(What to produce) Print exactly the lines below between the line holding "TARGET = white ford bronco" and the line holding "TARGET = bronco front wheel", inclusive, and nothing more.

━━━ Exercise input

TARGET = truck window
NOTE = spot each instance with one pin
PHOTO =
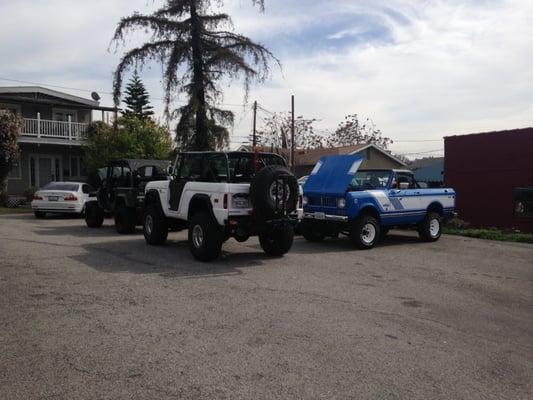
(370, 180)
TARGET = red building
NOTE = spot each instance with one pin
(492, 174)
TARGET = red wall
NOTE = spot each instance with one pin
(483, 169)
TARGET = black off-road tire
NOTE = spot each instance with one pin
(125, 219)
(209, 246)
(277, 241)
(365, 232)
(427, 230)
(94, 215)
(155, 226)
(311, 233)
(260, 192)
(39, 214)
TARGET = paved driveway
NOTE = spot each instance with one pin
(94, 315)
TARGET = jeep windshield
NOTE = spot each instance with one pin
(370, 180)
(242, 168)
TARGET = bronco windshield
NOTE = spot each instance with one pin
(241, 165)
(369, 180)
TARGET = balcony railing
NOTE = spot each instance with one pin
(43, 128)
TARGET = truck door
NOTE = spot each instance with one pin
(405, 200)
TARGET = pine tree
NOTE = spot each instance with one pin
(197, 48)
(137, 98)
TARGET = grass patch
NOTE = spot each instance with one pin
(491, 234)
(17, 210)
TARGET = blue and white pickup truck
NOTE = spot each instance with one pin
(365, 204)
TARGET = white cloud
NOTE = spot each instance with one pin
(447, 67)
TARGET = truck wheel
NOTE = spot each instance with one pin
(155, 227)
(39, 214)
(430, 228)
(365, 232)
(94, 215)
(311, 233)
(205, 237)
(266, 192)
(278, 240)
(125, 219)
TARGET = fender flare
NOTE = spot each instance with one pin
(200, 200)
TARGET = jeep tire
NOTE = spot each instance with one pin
(94, 215)
(277, 240)
(430, 228)
(205, 237)
(155, 226)
(263, 192)
(365, 232)
(125, 219)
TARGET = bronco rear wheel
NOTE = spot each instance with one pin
(205, 237)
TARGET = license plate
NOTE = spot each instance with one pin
(320, 215)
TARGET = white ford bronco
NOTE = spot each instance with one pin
(218, 195)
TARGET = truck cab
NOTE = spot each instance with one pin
(341, 198)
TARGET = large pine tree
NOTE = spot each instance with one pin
(137, 99)
(197, 48)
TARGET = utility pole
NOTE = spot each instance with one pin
(254, 137)
(293, 167)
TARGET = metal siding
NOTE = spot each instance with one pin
(483, 169)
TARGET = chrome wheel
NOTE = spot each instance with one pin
(197, 236)
(368, 234)
(276, 189)
(434, 227)
(149, 224)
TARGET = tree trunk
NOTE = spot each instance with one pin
(201, 139)
(4, 172)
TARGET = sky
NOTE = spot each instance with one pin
(420, 69)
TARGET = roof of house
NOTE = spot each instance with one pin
(312, 156)
(25, 90)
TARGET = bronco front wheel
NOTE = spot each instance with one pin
(205, 237)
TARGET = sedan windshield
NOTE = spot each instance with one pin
(368, 180)
(70, 187)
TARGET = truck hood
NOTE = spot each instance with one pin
(332, 175)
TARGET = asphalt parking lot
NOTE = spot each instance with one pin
(89, 314)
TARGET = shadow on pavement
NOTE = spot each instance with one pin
(343, 243)
(172, 260)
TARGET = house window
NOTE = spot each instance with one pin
(77, 167)
(15, 172)
(32, 171)
(73, 166)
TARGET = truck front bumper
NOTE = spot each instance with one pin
(320, 216)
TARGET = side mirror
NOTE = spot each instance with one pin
(404, 185)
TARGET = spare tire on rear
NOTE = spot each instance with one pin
(271, 187)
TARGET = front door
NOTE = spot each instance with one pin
(44, 169)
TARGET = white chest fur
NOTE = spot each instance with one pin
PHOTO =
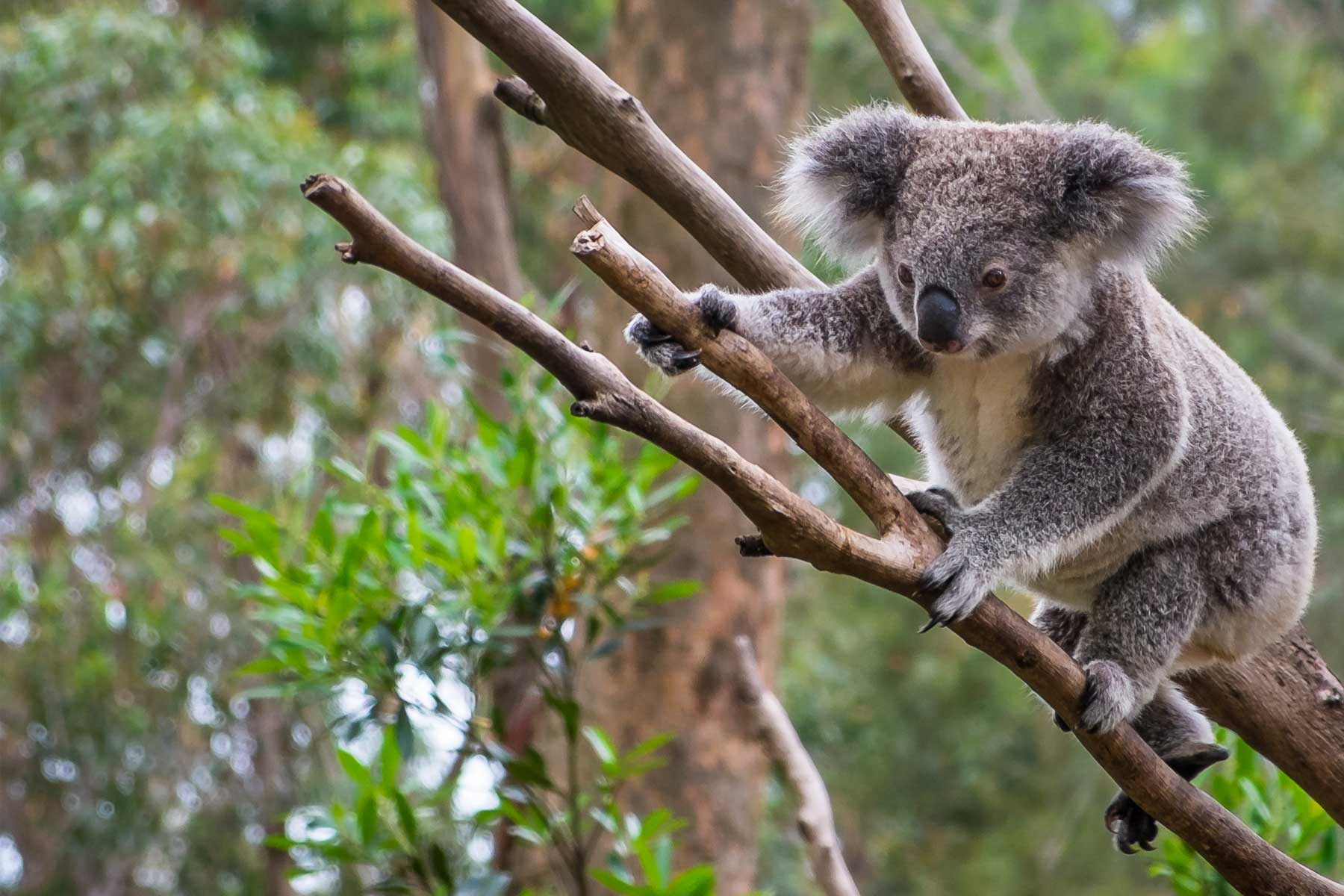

━━━━━━

(Solved problem)
TARGET = white ford bronco
NOTE = spot each instance with one pin
(218, 195)
TARGET = truck cab
NOTE = spot each instance with one pin
(341, 198)
TARGET = large pine tree
NOTE = spot each instance with one pin
(137, 99)
(197, 48)
TARGET = utility pole
NOTE = spot each instance with one pin
(254, 137)
(293, 167)
TARGET = metal siding
NOTE = spot each instance with one pin
(483, 169)
TARGET = chrome wheel
NOTE = spot each instance with one pin
(197, 236)
(368, 234)
(276, 189)
(434, 227)
(149, 224)
TARGET = tree trunk
NOTE = spot each instance with one pin
(201, 139)
(4, 172)
TARGET = sky
NOTE = spot each instance with one pin
(420, 69)
TARGET = roof of house
NOTE = spot each instance with one pin
(312, 156)
(25, 90)
TARGET = bronco front wheel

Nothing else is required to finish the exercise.